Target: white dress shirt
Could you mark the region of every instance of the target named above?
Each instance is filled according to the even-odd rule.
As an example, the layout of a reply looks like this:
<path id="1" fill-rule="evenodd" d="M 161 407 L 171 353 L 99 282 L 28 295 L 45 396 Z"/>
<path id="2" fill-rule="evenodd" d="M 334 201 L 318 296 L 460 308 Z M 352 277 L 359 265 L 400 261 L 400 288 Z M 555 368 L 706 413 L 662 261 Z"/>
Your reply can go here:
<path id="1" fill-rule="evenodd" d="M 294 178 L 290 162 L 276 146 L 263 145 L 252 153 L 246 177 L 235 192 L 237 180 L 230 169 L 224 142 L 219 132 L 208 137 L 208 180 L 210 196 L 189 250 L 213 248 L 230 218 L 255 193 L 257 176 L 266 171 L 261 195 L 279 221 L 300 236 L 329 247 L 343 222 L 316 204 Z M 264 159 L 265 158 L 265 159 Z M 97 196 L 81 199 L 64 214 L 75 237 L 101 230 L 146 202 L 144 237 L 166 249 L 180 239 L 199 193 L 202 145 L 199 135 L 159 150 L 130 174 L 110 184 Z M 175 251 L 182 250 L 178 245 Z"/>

# [Task to complete]
Copy the records above word for word, changing nothing.

# [Answer to the task]
Target: white dress shirt
Could you mark the region of every instance of the target named above?
Each instance is filled according to the even-odd rule.
As an example, the layout of a reply looks like this:
<path id="1" fill-rule="evenodd" d="M 161 407 L 171 353 L 99 282 L 28 295 L 45 396 Z"/>
<path id="2" fill-rule="evenodd" d="M 334 201 L 318 296 L 460 308 Z M 352 277 L 359 265 L 400 261 L 400 288 Z M 555 368 L 706 413 L 662 261 Z"/>
Your reply can go here:
<path id="1" fill-rule="evenodd" d="M 294 178 L 290 162 L 276 146 L 263 145 L 252 153 L 246 177 L 235 192 L 237 180 L 230 169 L 224 142 L 219 132 L 208 137 L 208 180 L 210 196 L 189 250 L 213 248 L 230 218 L 255 193 L 257 176 L 266 171 L 261 195 L 279 221 L 300 236 L 329 247 L 343 222 L 316 204 Z M 264 159 L 265 158 L 265 159 Z M 97 196 L 81 199 L 64 214 L 75 237 L 101 230 L 146 202 L 144 237 L 166 249 L 180 239 L 199 193 L 202 145 L 199 135 L 159 150 L 130 174 L 110 184 Z M 175 251 L 182 250 L 178 245 Z"/>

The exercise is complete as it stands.